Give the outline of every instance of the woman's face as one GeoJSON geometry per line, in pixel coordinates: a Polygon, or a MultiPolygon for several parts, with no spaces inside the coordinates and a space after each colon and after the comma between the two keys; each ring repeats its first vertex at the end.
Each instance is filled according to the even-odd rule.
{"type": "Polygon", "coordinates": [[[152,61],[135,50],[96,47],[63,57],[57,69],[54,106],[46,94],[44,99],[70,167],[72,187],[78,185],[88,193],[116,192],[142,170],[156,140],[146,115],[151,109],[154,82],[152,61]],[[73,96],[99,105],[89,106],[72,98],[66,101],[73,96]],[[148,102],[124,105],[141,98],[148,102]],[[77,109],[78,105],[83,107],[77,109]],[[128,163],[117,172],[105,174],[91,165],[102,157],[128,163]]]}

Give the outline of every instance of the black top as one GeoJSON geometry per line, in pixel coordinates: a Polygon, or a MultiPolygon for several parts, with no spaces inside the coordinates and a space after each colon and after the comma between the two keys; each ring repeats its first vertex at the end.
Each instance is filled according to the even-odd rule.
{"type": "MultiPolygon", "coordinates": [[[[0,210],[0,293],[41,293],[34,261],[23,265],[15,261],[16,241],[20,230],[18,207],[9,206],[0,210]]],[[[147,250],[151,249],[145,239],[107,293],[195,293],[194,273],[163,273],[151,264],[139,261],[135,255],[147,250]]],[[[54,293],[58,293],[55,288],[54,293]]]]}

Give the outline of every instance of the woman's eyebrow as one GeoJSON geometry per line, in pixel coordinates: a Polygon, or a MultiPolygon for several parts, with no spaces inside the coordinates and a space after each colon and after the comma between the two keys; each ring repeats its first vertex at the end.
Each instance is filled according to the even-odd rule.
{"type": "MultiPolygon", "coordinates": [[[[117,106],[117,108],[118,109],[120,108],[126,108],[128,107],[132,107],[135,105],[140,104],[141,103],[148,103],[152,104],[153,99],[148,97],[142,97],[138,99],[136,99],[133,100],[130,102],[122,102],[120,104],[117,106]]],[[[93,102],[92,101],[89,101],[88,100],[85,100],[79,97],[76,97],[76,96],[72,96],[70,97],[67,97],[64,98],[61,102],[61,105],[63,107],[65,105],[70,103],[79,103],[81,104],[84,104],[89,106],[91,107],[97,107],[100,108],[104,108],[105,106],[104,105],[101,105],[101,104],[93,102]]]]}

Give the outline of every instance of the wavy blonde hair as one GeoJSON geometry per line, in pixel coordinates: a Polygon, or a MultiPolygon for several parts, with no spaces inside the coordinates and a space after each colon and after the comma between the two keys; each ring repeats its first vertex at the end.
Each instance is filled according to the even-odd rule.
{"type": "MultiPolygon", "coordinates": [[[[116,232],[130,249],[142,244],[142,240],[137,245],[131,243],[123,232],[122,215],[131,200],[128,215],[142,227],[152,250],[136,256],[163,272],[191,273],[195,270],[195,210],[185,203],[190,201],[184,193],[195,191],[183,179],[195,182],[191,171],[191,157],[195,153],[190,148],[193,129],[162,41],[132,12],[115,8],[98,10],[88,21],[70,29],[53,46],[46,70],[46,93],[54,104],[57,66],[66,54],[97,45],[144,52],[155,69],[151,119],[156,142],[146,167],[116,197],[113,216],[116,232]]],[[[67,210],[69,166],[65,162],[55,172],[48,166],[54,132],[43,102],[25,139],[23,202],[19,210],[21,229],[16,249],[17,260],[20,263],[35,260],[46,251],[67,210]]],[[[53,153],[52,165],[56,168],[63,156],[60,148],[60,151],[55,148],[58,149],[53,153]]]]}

+--

» **Written problem**
The records above are to be repeated exactly, in their entirety.

» **Expected answer**
Give the outline of every instance of the woman's face as one GeoJSON geometry per line, in pixel coordinates: a Polygon, or a MultiPolygon for several parts, with no spaces inside the coordinates and a space after each colon and after the comma between the two keys; each ring repeats its first vertex at the end.
Each instance is filled according to the even-odd rule.
{"type": "Polygon", "coordinates": [[[152,61],[135,50],[96,47],[63,57],[57,69],[54,106],[46,94],[44,99],[70,167],[72,187],[78,185],[88,193],[116,192],[142,170],[156,140],[146,115],[151,109],[154,82],[152,61]],[[73,96],[99,105],[89,106],[72,98],[66,101],[73,96]],[[148,102],[124,105],[141,98],[148,102]],[[77,109],[78,105],[83,107],[77,109]],[[128,163],[117,172],[105,174],[91,165],[102,157],[128,163]]]}

Give the outline of every instance of the black top as one GeoJSON geometry per line, in pixel coordinates: a Polygon, or a MultiPolygon for several parts, with no spaces inside the coordinates and a space after each colon and after the comma between the two keys; each ring repeats its first vertex at the end.
Each instance is filled according to the even-odd rule.
{"type": "MultiPolygon", "coordinates": [[[[0,210],[0,293],[41,293],[34,261],[23,265],[15,261],[16,241],[20,230],[18,207],[9,206],[0,210]]],[[[147,250],[151,249],[145,239],[107,293],[195,293],[194,273],[163,273],[151,264],[139,261],[135,255],[147,250]]],[[[54,293],[58,293],[55,288],[54,293]]]]}

Give the outline of every instance of the woman's eyebrow as one GeoJSON geometry per line, in pixel coordinates: a Polygon, or a MultiPolygon for several parts, with no spaces inside the coordinates and a space after each colon and after the comma between the two keys; each ring repeats its first vertex at the end.
Each instance is filled according to the even-odd rule.
{"type": "MultiPolygon", "coordinates": [[[[117,106],[117,108],[118,109],[120,108],[126,108],[128,107],[132,107],[135,105],[140,104],[141,103],[148,103],[152,104],[153,99],[148,97],[142,97],[138,99],[136,99],[133,100],[130,102],[122,102],[120,104],[117,106]]],[[[93,102],[92,101],[89,101],[88,100],[85,100],[79,97],[76,97],[76,96],[72,96],[70,97],[67,97],[64,98],[61,102],[61,105],[63,107],[65,105],[70,103],[79,103],[81,104],[84,104],[89,106],[91,107],[97,107],[100,108],[104,108],[105,106],[104,105],[101,105],[101,104],[93,102]]]]}

Give the outline of every instance of the wavy blonde hair as one GeoJSON geometry per line, in pixel coordinates: a Polygon, or a MultiPolygon for several parts, with no spaces inside the coordinates and a space after each colon and after the comma between the two keys; each ring repeats its first vertex at the end.
Each instance is filled according to the even-odd rule.
{"type": "MultiPolygon", "coordinates": [[[[116,232],[130,249],[142,244],[142,240],[137,245],[131,243],[123,232],[122,215],[131,200],[128,215],[142,227],[152,250],[136,256],[163,272],[191,273],[195,270],[195,210],[185,203],[190,201],[184,193],[195,191],[183,179],[195,182],[191,171],[191,157],[195,153],[190,148],[193,129],[162,41],[132,12],[115,8],[98,10],[88,21],[70,29],[53,46],[46,70],[46,93],[54,104],[57,66],[66,54],[97,45],[144,52],[155,69],[151,119],[156,142],[146,167],[116,197],[113,216],[116,232]]],[[[67,210],[69,166],[65,162],[55,172],[48,166],[54,132],[43,102],[25,139],[23,202],[19,210],[21,229],[16,249],[17,260],[20,263],[35,260],[46,251],[67,210]]],[[[53,153],[52,165],[56,168],[63,156],[60,148],[60,151],[55,148],[58,149],[53,153]]]]}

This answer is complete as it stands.